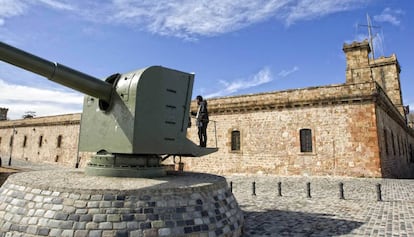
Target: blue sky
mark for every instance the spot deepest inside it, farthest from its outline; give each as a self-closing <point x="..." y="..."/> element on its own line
<point x="234" y="47"/>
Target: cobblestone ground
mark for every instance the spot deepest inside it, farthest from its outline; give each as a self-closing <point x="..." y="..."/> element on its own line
<point x="325" y="214"/>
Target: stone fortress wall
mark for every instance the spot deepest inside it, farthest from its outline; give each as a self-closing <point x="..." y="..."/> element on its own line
<point x="358" y="129"/>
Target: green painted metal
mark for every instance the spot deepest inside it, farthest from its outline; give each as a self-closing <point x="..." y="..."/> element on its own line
<point x="130" y="120"/>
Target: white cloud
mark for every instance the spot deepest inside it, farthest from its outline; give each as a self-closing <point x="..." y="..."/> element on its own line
<point x="262" y="77"/>
<point x="285" y="73"/>
<point x="187" y="19"/>
<point x="57" y="4"/>
<point x="20" y="99"/>
<point x="390" y="16"/>
<point x="310" y="9"/>
<point x="11" y="8"/>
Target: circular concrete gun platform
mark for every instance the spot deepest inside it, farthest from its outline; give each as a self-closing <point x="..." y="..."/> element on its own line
<point x="69" y="203"/>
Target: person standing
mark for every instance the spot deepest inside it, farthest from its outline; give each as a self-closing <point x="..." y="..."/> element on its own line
<point x="202" y="120"/>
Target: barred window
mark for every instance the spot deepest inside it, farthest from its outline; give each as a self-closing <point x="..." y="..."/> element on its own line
<point x="386" y="142"/>
<point x="24" y="141"/>
<point x="305" y="140"/>
<point x="59" y="141"/>
<point x="235" y="140"/>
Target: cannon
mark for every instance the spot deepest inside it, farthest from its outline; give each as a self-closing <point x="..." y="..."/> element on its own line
<point x="130" y="121"/>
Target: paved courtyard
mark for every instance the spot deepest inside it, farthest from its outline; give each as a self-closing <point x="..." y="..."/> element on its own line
<point x="325" y="214"/>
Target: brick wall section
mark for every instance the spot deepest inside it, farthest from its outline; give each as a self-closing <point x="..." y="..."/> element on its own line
<point x="49" y="128"/>
<point x="347" y="123"/>
<point x="270" y="142"/>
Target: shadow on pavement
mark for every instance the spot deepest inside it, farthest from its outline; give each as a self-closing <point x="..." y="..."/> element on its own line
<point x="287" y="223"/>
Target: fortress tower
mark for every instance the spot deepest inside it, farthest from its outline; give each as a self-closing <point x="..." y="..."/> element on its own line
<point x="384" y="70"/>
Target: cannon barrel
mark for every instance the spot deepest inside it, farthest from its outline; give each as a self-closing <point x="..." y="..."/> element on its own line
<point x="56" y="72"/>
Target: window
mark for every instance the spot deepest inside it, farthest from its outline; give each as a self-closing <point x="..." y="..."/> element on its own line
<point x="393" y="143"/>
<point x="24" y="141"/>
<point x="59" y="141"/>
<point x="235" y="140"/>
<point x="305" y="140"/>
<point x="386" y="142"/>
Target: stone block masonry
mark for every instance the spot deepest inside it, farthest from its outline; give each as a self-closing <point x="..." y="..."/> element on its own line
<point x="43" y="203"/>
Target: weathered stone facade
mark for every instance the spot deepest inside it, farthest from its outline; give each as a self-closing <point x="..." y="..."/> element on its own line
<point x="3" y="114"/>
<point x="358" y="128"/>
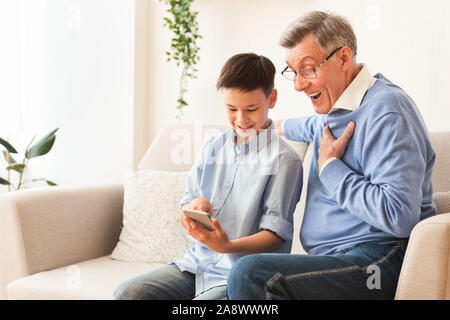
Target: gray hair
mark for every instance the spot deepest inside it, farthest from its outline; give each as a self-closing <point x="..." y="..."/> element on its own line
<point x="330" y="30"/>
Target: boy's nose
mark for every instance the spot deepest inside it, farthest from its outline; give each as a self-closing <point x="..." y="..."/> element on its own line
<point x="241" y="116"/>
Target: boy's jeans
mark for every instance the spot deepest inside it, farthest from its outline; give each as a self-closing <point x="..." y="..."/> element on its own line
<point x="165" y="283"/>
<point x="366" y="271"/>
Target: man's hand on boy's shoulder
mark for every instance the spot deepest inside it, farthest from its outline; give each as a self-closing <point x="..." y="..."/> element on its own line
<point x="279" y="126"/>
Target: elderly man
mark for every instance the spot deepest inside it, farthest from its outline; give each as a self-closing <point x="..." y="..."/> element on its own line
<point x="369" y="180"/>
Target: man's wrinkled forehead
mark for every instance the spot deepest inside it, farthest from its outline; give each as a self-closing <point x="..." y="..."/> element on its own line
<point x="306" y="51"/>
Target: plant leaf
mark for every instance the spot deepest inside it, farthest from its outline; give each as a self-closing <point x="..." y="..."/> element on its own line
<point x="11" y="159"/>
<point x="43" y="146"/>
<point x="51" y="183"/>
<point x="4" y="182"/>
<point x="16" y="167"/>
<point x="8" y="147"/>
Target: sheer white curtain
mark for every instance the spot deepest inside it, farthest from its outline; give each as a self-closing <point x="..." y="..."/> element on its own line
<point x="69" y="64"/>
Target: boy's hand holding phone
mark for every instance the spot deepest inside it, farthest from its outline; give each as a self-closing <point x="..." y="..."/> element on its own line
<point x="217" y="239"/>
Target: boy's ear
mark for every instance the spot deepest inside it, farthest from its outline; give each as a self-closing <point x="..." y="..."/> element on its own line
<point x="273" y="98"/>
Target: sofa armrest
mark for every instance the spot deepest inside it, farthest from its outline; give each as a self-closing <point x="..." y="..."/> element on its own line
<point x="425" y="272"/>
<point x="43" y="229"/>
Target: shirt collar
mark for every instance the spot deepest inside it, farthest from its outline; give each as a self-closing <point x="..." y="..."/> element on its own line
<point x="352" y="96"/>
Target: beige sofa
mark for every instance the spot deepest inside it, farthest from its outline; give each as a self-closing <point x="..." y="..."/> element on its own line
<point x="56" y="243"/>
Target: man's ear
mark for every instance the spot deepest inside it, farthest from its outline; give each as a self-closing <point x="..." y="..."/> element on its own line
<point x="273" y="98"/>
<point x="345" y="57"/>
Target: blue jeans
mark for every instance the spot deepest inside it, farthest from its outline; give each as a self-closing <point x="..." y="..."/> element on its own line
<point x="365" y="271"/>
<point x="165" y="283"/>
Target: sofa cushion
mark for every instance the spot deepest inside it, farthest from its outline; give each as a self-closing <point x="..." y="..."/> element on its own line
<point x="151" y="229"/>
<point x="442" y="201"/>
<point x="91" y="279"/>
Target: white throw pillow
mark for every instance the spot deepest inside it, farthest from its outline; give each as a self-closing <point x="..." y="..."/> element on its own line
<point x="151" y="229"/>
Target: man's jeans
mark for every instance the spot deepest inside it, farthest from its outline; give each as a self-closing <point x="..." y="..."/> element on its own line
<point x="365" y="271"/>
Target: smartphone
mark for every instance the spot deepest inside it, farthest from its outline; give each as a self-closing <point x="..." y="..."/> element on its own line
<point x="200" y="217"/>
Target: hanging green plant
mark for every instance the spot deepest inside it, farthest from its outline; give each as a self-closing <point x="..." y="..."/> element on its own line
<point x="184" y="46"/>
<point x="40" y="148"/>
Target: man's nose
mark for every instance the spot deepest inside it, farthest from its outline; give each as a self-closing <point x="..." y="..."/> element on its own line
<point x="301" y="83"/>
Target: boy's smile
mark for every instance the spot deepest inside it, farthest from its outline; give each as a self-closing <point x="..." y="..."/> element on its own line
<point x="247" y="112"/>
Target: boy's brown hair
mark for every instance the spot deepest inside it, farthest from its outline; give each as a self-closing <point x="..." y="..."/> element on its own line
<point x="248" y="72"/>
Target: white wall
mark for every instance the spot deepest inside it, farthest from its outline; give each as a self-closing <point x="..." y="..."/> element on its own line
<point x="72" y="68"/>
<point x="406" y="40"/>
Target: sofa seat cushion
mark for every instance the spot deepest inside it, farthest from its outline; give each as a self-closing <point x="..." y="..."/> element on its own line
<point x="92" y="279"/>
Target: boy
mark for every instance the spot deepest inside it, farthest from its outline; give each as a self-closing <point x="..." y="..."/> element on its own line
<point x="246" y="178"/>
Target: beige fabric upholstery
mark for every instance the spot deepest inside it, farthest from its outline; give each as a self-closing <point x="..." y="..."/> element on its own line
<point x="43" y="229"/>
<point x="91" y="279"/>
<point x="425" y="272"/>
<point x="441" y="170"/>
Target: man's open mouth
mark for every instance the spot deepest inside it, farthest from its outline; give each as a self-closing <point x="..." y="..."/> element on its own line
<point x="315" y="95"/>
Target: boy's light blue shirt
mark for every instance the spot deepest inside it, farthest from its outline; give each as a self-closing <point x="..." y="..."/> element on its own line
<point x="381" y="188"/>
<point x="251" y="188"/>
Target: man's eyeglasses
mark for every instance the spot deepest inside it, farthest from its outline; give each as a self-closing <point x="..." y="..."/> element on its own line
<point x="306" y="73"/>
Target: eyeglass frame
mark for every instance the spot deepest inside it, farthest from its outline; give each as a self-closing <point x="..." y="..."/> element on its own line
<point x="313" y="69"/>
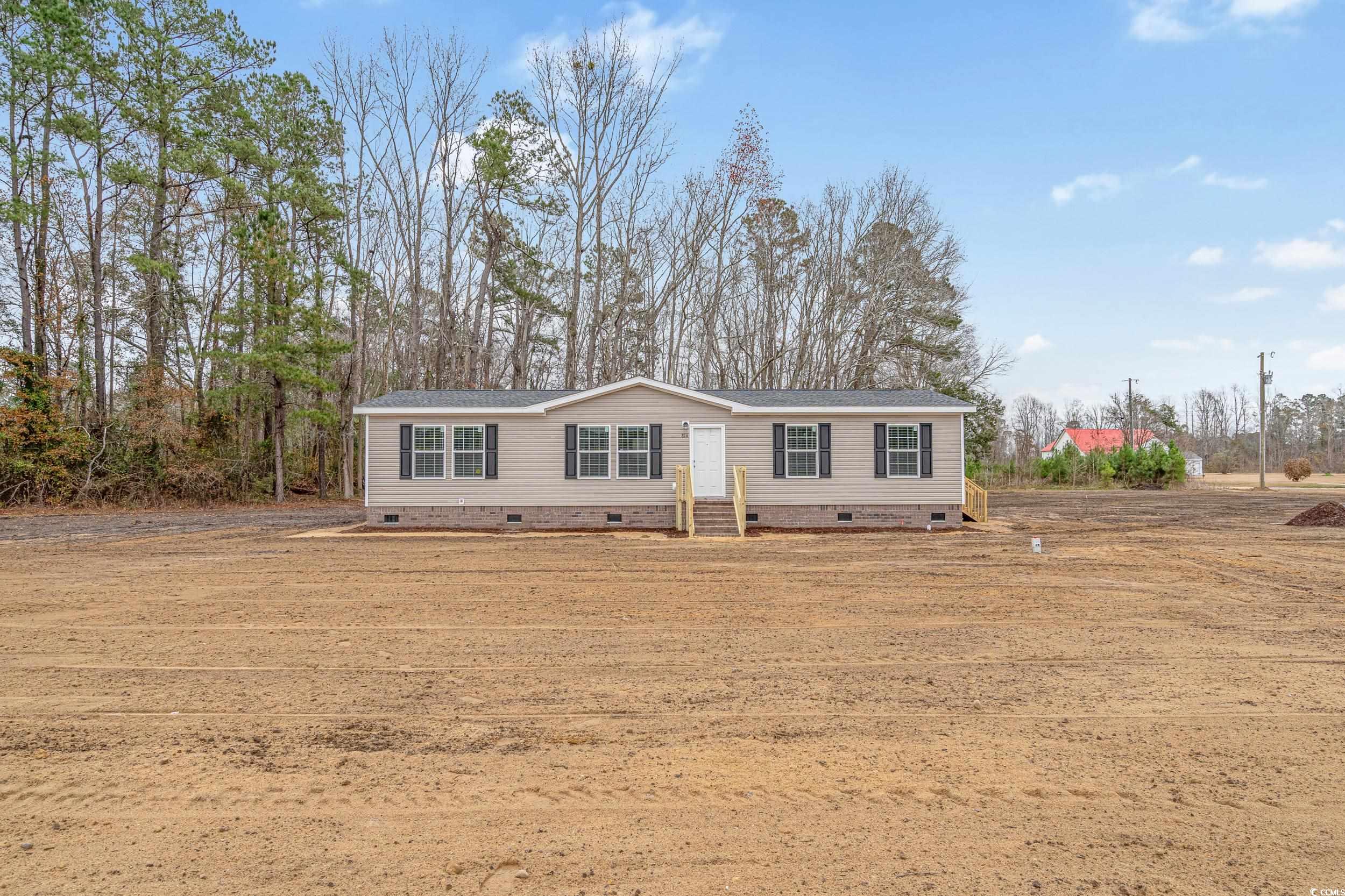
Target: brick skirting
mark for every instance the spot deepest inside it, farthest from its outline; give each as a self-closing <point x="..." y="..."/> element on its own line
<point x="861" y="516"/>
<point x="534" y="517"/>
<point x="661" y="516"/>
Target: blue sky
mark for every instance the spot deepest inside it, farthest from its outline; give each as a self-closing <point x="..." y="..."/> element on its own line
<point x="1150" y="189"/>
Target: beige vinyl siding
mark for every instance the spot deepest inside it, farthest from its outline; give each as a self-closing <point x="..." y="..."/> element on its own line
<point x="852" y="462"/>
<point x="532" y="457"/>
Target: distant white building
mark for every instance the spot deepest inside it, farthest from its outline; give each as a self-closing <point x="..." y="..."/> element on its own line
<point x="1195" y="465"/>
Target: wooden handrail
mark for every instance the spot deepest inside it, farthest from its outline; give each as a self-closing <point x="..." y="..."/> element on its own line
<point x="977" y="503"/>
<point x="740" y="498"/>
<point x="677" y="498"/>
<point x="689" y="490"/>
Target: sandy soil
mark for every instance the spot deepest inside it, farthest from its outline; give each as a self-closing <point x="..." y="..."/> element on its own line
<point x="1153" y="706"/>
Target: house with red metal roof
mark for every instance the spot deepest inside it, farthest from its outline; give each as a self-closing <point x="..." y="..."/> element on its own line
<point x="1090" y="440"/>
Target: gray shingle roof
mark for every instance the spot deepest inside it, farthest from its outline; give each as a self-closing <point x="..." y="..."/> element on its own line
<point x="751" y="397"/>
<point x="466" y="397"/>
<point x="837" y="397"/>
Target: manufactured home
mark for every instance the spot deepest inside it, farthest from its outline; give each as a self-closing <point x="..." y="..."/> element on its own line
<point x="646" y="454"/>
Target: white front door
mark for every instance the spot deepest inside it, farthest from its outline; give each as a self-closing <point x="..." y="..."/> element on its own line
<point x="708" y="462"/>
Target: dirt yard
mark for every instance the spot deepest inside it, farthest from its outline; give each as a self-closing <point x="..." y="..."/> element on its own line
<point x="1153" y="706"/>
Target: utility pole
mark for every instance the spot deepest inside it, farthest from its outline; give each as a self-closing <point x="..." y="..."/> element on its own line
<point x="1265" y="377"/>
<point x="1130" y="412"/>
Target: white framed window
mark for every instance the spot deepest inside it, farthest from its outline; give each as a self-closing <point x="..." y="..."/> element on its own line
<point x="801" y="451"/>
<point x="469" y="452"/>
<point x="427" y="452"/>
<point x="633" y="452"/>
<point x="903" y="450"/>
<point x="595" y="452"/>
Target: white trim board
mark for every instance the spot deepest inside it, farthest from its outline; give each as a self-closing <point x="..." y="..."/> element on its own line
<point x="738" y="408"/>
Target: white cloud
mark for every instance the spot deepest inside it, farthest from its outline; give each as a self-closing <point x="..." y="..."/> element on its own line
<point x="1244" y="295"/>
<point x="1096" y="187"/>
<point x="1183" y="22"/>
<point x="1195" y="344"/>
<point x="650" y="39"/>
<point x="1036" y="342"/>
<point x="1330" y="358"/>
<point x="1185" y="165"/>
<point x="1269" y="9"/>
<point x="1161" y="22"/>
<point x="1301" y="255"/>
<point x="1207" y="256"/>
<point x="1234" y="182"/>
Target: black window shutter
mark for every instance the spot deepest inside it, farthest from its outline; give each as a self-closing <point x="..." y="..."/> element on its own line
<point x="825" y="451"/>
<point x="926" y="451"/>
<point x="655" y="451"/>
<point x="572" y="451"/>
<point x="493" y="450"/>
<point x="407" y="452"/>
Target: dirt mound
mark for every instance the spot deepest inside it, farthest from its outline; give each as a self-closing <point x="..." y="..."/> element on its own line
<point x="1329" y="513"/>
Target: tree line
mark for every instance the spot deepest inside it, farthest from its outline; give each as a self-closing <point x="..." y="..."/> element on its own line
<point x="210" y="263"/>
<point x="1219" y="424"/>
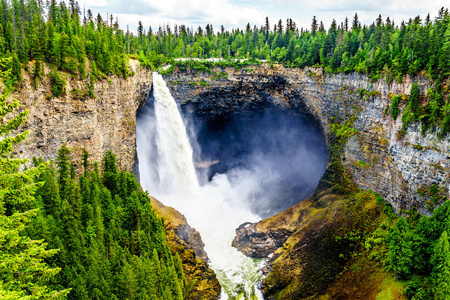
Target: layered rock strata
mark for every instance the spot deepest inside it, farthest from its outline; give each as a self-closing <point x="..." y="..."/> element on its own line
<point x="377" y="157"/>
<point x="106" y="122"/>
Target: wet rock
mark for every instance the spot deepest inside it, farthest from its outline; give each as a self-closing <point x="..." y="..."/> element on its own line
<point x="256" y="244"/>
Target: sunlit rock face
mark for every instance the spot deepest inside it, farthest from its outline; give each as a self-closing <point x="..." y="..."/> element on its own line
<point x="376" y="156"/>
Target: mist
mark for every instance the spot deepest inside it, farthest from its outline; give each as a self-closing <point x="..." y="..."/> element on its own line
<point x="265" y="159"/>
<point x="280" y="154"/>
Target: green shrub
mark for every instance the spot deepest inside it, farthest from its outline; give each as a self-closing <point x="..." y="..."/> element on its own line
<point x="58" y="83"/>
<point x="395" y="110"/>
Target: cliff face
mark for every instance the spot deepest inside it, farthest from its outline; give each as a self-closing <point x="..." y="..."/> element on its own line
<point x="108" y="123"/>
<point x="104" y="123"/>
<point x="376" y="156"/>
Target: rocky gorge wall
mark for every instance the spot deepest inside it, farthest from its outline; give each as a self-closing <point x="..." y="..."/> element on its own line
<point x="104" y="123"/>
<point x="395" y="167"/>
<point x="376" y="156"/>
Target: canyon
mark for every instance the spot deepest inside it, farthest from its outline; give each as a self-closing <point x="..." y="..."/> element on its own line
<point x="376" y="156"/>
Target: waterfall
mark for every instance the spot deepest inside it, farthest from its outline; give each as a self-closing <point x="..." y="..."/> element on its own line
<point x="215" y="209"/>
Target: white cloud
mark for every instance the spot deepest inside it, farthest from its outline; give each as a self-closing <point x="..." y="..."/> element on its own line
<point x="237" y="13"/>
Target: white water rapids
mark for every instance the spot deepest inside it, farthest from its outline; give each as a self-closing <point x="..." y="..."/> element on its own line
<point x="215" y="209"/>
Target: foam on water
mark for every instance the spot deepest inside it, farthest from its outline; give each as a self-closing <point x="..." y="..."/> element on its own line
<point x="215" y="209"/>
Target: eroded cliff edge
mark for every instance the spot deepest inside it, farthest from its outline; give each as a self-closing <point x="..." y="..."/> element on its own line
<point x="376" y="157"/>
<point x="107" y="122"/>
<point x="104" y="123"/>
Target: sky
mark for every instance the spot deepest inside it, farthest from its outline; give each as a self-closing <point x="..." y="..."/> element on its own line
<point x="237" y="13"/>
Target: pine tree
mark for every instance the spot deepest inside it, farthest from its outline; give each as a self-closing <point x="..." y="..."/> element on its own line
<point x="23" y="271"/>
<point x="441" y="268"/>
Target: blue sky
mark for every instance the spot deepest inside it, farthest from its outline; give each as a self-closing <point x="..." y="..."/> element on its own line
<point x="237" y="13"/>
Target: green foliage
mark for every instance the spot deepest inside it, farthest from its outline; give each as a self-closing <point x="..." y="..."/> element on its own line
<point x="418" y="248"/>
<point x="58" y="83"/>
<point x="112" y="244"/>
<point x="395" y="110"/>
<point x="24" y="272"/>
<point x="441" y="268"/>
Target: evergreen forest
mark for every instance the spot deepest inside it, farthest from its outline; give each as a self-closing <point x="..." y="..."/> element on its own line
<point x="89" y="232"/>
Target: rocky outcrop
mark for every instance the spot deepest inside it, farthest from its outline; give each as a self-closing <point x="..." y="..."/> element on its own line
<point x="108" y="123"/>
<point x="186" y="241"/>
<point x="377" y="157"/>
<point x="259" y="244"/>
<point x="104" y="123"/>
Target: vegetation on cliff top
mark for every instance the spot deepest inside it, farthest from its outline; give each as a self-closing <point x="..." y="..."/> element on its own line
<point x="104" y="239"/>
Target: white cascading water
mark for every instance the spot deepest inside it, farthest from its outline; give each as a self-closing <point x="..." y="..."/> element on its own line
<point x="215" y="209"/>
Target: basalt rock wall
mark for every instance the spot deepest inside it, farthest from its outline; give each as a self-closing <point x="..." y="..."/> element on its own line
<point x="106" y="122"/>
<point x="377" y="157"/>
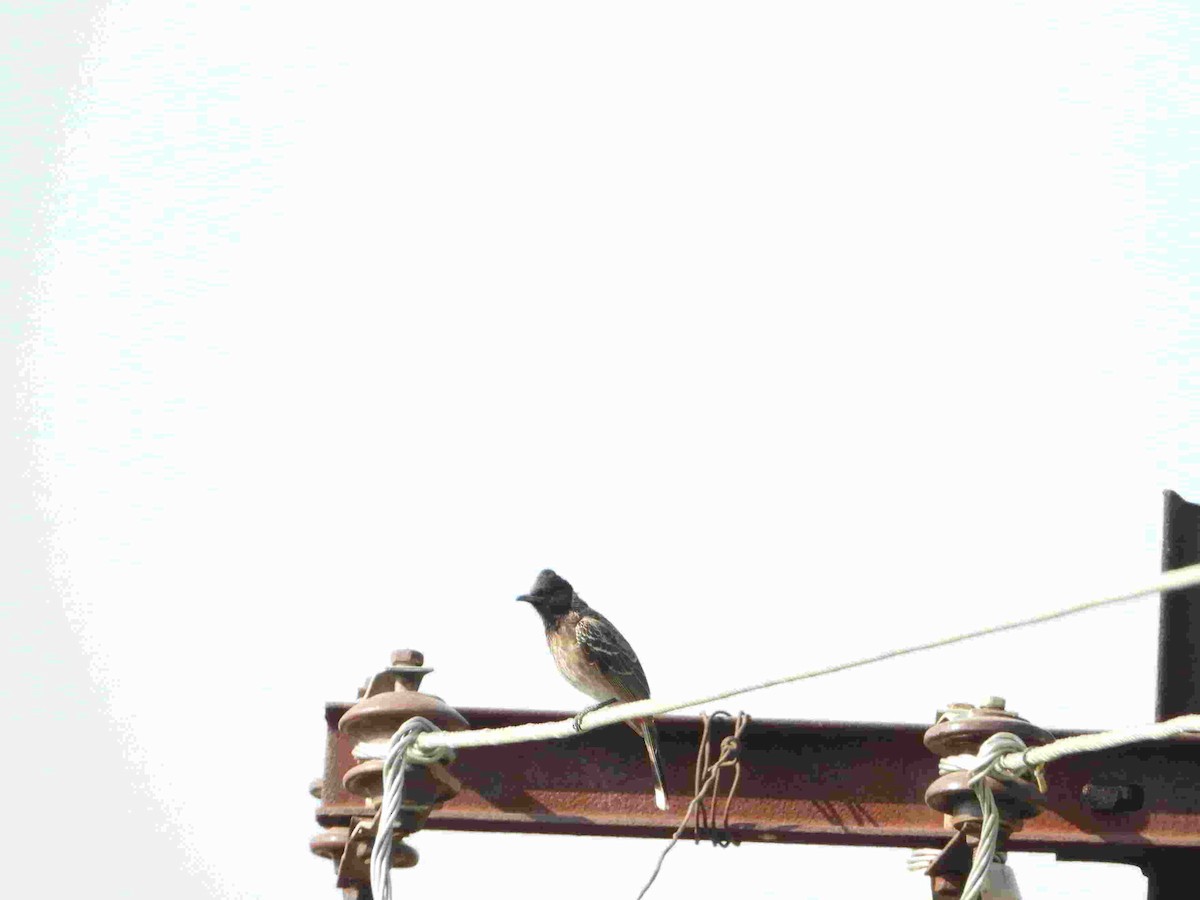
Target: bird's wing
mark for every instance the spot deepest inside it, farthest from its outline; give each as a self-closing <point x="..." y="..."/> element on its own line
<point x="612" y="653"/>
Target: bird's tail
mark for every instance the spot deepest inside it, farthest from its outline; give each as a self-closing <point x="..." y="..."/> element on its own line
<point x="651" y="735"/>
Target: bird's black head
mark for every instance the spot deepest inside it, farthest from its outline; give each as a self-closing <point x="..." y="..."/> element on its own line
<point x="550" y="595"/>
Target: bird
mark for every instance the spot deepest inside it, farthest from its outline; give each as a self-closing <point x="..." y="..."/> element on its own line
<point x="595" y="658"/>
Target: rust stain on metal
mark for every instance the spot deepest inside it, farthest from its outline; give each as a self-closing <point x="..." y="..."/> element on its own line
<point x="807" y="783"/>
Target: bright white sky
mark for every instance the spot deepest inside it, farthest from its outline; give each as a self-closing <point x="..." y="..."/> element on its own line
<point x="832" y="327"/>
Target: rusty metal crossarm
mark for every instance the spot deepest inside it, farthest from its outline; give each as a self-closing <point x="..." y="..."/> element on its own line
<point x="802" y="783"/>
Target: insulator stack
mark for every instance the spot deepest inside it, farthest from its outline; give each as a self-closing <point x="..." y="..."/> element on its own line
<point x="961" y="729"/>
<point x="389" y="699"/>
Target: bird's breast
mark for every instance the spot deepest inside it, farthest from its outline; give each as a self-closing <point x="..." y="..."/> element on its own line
<point x="574" y="663"/>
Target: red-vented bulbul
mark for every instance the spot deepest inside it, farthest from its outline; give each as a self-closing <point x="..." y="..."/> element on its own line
<point x="594" y="657"/>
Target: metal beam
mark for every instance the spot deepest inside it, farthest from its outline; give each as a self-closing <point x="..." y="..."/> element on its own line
<point x="802" y="783"/>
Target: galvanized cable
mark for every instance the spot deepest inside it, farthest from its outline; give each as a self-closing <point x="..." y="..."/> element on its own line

::::::::

Please transcribe only the lines in the records above running from the line that has "Target: bird's breast" through the line that has "Target: metal beam", both included, exactly as they appear.

• _Task response_
Target: bird's breast
mark for every instance the spot deepest inside it, farthest from its outline; give each as a self-closing <point x="..." y="..."/> element on its own line
<point x="574" y="663"/>
Target: red-vented bulbul
mark for every instance the spot deepest inside it, farthest from its outline; give each as a self-closing <point x="..." y="..."/> element on its own line
<point x="594" y="657"/>
Target: metal beam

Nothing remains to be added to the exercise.